▸ Exercise description
Copy out the data verbatim, starting at its first line and ending at the line that contains "box: [354, 66, 409, 181]", with both of those lines included.

[Start of Attachment]

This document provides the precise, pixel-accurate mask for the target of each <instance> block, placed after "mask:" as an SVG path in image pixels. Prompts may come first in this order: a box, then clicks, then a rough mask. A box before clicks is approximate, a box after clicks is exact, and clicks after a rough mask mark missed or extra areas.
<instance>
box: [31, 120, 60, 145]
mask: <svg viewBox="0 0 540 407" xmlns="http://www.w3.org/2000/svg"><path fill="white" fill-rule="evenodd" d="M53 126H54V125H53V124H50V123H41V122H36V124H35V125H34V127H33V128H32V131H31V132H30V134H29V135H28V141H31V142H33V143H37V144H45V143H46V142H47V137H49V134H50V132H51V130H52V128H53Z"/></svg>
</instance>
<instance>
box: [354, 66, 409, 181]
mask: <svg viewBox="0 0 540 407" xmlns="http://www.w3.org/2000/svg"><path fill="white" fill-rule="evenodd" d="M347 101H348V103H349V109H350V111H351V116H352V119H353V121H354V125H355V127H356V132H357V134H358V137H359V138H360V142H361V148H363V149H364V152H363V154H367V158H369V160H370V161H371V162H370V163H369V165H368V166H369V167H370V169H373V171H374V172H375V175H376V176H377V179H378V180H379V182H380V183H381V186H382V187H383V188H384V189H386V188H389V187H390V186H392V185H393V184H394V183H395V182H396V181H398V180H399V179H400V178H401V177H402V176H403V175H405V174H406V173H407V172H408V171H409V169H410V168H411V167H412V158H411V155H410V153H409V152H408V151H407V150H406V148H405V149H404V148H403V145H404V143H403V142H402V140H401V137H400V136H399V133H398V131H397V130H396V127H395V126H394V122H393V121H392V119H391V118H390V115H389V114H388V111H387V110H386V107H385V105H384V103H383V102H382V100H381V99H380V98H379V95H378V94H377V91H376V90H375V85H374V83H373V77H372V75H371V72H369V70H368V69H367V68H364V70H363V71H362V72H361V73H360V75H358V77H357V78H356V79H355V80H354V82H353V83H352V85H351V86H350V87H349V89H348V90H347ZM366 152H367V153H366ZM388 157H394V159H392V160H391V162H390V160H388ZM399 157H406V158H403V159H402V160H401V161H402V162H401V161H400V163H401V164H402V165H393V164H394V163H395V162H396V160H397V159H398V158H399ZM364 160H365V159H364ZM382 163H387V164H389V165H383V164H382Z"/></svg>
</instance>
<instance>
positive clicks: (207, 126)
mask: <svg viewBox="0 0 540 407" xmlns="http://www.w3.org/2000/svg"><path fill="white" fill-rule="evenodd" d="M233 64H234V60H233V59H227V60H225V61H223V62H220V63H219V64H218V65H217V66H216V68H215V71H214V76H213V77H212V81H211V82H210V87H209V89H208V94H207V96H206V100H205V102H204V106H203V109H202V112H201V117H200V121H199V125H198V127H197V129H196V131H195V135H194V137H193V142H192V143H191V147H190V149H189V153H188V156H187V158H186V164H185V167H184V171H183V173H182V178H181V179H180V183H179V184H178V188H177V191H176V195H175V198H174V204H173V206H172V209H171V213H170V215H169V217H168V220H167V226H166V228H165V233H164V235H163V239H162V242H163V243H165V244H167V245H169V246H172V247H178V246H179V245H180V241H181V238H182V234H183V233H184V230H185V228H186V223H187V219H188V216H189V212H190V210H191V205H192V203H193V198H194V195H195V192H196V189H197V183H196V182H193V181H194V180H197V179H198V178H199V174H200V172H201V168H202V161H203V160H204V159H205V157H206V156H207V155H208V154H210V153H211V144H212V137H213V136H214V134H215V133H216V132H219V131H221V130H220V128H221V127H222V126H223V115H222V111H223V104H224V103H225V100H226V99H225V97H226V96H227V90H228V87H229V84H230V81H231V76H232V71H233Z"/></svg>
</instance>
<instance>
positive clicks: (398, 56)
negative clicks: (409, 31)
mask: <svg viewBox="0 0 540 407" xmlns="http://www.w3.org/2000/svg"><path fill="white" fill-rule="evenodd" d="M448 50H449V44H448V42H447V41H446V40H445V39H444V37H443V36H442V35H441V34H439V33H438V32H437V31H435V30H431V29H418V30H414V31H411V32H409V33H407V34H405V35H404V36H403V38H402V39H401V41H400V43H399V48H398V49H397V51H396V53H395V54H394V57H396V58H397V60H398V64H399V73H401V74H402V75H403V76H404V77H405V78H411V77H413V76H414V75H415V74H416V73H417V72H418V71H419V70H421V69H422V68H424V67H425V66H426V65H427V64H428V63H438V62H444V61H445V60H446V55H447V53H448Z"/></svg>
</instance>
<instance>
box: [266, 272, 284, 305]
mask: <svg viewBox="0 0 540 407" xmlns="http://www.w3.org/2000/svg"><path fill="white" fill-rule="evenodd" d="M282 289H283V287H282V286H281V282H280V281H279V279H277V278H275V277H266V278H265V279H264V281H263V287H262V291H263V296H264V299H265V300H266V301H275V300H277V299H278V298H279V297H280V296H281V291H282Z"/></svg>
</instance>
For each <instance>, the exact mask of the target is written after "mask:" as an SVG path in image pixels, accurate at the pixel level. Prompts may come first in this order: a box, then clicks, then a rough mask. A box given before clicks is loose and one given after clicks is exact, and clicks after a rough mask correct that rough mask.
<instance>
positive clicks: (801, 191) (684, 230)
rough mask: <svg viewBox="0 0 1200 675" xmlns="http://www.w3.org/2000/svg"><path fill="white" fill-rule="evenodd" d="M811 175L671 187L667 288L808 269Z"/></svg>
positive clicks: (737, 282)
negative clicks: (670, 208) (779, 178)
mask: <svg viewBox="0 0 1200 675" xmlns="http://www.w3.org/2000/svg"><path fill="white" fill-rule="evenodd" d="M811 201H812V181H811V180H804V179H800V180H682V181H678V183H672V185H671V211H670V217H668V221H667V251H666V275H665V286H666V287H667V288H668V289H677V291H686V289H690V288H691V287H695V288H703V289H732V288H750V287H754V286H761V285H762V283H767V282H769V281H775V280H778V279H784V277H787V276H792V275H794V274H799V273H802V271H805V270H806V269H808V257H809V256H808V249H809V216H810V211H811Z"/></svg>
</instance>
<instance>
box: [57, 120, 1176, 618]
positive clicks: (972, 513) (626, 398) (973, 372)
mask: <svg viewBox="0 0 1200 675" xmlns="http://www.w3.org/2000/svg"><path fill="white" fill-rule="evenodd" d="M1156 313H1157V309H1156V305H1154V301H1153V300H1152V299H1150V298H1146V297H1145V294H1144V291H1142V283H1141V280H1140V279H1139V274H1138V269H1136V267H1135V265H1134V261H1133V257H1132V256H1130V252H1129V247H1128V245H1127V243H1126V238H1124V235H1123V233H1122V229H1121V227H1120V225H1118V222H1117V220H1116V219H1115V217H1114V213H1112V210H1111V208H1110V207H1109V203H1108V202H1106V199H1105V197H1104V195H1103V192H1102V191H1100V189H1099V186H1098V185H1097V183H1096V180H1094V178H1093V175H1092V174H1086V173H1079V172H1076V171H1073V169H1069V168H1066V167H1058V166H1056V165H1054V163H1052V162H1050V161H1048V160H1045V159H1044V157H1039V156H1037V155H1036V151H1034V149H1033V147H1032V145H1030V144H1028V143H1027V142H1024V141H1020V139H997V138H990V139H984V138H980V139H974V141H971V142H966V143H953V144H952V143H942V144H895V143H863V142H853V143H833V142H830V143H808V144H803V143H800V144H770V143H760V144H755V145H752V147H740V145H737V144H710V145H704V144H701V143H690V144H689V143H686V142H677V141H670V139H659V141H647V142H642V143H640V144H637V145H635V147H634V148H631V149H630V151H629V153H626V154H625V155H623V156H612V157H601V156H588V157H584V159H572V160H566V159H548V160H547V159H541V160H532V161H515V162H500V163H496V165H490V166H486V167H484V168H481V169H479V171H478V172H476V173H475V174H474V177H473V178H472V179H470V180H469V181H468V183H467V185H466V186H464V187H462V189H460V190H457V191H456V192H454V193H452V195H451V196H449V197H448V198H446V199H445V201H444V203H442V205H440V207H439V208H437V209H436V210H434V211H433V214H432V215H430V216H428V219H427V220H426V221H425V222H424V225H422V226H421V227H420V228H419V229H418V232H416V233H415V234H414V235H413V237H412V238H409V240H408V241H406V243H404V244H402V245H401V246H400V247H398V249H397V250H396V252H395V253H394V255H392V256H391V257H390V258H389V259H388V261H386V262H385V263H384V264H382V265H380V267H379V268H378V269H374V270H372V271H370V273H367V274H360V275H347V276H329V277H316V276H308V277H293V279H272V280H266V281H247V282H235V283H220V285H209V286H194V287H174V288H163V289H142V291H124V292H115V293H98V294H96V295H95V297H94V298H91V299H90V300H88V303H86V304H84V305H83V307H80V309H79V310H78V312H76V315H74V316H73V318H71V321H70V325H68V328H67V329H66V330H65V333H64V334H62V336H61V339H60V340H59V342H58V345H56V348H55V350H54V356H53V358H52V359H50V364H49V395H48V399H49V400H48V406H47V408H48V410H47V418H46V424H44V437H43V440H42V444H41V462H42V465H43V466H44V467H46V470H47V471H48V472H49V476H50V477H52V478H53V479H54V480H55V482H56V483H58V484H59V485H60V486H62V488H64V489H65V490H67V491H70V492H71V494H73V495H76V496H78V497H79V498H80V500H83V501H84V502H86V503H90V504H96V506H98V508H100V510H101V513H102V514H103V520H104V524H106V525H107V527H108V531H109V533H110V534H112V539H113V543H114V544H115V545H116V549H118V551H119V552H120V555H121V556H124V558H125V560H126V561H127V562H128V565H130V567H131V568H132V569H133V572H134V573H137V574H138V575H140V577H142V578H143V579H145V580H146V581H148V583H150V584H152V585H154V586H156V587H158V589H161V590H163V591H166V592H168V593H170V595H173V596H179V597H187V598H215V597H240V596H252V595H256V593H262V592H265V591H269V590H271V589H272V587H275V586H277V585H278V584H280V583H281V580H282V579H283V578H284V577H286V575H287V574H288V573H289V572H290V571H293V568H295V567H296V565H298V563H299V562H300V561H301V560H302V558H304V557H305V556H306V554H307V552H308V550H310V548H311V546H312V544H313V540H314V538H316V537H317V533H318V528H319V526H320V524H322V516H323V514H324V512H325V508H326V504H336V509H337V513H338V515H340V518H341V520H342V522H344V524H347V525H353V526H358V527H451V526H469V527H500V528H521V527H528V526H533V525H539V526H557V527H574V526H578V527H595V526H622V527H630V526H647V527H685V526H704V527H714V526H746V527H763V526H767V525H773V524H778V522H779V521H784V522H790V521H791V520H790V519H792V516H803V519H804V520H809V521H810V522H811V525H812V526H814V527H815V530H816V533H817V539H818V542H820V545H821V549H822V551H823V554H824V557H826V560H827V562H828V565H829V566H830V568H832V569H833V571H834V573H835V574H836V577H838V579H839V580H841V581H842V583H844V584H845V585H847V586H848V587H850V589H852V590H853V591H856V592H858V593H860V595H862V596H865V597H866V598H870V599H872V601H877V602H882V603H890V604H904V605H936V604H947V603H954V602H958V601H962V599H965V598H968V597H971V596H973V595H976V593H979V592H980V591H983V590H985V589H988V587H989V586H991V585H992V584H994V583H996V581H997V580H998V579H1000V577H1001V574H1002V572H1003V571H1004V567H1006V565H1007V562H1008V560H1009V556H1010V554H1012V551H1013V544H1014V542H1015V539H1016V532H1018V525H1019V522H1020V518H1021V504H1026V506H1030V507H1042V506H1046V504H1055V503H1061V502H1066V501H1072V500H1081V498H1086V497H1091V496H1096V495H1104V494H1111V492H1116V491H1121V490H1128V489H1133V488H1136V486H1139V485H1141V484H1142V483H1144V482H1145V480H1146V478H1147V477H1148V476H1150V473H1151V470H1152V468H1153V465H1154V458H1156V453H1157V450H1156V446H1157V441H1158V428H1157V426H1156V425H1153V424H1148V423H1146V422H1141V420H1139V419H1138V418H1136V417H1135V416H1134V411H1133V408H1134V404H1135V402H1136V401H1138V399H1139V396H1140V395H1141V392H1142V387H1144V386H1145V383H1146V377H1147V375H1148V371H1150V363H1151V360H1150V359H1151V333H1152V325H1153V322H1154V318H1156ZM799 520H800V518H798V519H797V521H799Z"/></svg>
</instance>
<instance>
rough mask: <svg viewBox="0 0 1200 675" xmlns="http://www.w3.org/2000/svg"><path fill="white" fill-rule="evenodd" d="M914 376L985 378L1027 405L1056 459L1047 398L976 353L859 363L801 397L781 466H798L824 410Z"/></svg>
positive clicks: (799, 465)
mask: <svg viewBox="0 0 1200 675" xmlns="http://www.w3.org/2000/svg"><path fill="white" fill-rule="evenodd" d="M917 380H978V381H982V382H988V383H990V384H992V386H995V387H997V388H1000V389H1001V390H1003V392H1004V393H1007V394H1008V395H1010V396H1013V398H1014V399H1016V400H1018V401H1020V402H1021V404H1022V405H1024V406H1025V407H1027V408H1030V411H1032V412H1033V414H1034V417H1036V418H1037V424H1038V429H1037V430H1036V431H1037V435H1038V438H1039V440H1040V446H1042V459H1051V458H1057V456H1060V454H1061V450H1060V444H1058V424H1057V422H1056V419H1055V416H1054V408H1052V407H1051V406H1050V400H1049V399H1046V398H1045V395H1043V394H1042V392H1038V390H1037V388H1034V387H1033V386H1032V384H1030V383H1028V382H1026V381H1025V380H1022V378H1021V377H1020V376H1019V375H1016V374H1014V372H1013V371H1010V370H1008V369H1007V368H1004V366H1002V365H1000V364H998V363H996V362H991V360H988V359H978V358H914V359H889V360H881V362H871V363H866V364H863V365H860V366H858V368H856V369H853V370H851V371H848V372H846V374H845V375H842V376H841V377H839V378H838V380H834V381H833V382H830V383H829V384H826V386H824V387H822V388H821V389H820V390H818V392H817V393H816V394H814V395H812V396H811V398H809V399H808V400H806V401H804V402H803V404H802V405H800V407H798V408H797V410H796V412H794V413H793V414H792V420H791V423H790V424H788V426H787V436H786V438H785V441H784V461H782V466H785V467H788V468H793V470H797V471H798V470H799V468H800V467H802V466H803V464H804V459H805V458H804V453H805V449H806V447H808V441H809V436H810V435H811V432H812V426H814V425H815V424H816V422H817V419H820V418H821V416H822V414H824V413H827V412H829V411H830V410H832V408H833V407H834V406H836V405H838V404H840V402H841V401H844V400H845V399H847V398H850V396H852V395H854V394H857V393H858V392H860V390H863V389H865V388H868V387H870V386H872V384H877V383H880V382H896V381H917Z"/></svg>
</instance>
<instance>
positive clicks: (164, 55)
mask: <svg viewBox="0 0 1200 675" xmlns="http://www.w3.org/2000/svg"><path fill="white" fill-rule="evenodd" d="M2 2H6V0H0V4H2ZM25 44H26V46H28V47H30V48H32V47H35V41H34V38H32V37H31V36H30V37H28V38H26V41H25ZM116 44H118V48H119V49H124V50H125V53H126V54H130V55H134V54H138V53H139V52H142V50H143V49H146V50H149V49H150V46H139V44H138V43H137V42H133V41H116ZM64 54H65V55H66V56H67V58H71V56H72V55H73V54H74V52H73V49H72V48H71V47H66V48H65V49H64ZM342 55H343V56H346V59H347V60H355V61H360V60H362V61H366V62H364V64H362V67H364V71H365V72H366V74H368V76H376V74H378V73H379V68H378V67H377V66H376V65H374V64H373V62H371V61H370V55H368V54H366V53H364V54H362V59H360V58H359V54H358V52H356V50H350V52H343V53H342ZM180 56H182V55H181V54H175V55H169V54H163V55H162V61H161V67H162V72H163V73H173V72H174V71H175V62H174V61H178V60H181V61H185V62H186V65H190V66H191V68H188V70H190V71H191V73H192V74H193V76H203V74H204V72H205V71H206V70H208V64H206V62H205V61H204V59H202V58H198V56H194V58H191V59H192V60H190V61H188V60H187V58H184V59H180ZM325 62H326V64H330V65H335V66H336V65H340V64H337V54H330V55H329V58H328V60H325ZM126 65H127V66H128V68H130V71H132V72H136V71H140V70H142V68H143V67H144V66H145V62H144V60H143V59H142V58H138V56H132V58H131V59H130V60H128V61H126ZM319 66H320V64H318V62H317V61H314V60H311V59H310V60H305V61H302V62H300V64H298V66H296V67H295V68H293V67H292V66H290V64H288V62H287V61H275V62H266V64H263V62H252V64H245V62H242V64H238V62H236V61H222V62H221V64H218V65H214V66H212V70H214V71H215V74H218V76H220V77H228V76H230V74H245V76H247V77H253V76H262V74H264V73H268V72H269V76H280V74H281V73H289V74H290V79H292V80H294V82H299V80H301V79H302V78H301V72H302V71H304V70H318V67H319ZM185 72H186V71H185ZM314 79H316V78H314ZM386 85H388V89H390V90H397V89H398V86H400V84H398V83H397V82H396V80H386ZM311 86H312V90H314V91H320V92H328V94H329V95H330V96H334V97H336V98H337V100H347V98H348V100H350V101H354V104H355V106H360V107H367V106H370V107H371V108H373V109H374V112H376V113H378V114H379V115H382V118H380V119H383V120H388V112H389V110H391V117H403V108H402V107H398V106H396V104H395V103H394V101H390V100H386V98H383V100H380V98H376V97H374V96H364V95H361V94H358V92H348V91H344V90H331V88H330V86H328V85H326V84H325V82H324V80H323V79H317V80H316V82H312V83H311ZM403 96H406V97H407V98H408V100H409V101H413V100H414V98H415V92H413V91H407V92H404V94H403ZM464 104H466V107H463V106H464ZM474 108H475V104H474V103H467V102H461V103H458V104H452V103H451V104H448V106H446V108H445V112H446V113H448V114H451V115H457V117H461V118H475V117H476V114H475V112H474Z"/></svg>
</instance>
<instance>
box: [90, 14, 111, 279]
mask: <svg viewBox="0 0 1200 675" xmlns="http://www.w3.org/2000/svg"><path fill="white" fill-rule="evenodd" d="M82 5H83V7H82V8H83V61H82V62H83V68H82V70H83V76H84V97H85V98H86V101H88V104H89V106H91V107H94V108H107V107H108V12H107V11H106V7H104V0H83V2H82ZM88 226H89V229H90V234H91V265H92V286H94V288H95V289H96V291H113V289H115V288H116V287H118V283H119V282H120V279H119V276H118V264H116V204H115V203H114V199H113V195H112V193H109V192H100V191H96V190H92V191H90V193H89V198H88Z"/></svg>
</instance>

[End of Attachment]

▸ Answer to the exercise
This document provides the precise, pixel-accurate mask for the target of each <instance> block, placed after "mask:" as an SVG path in image pixels. Prompts may come first in this order: a box, then clicks, then a rough mask. A box before clicks is approximate, a box after clicks is exact, and clicks after a rough mask mark missed or extra areas.
<instance>
box: [31, 120, 60, 145]
mask: <svg viewBox="0 0 540 407" xmlns="http://www.w3.org/2000/svg"><path fill="white" fill-rule="evenodd" d="M53 126H54V125H53V124H50V123H41V122H36V124H35V125H34V127H33V128H32V131H31V132H30V134H29V135H28V141H31V142H33V143H37V144H45V143H46V142H47V137H49V134H50V132H51V130H52V128H53Z"/></svg>
</instance>
<instance>
box: [354, 66, 409, 181]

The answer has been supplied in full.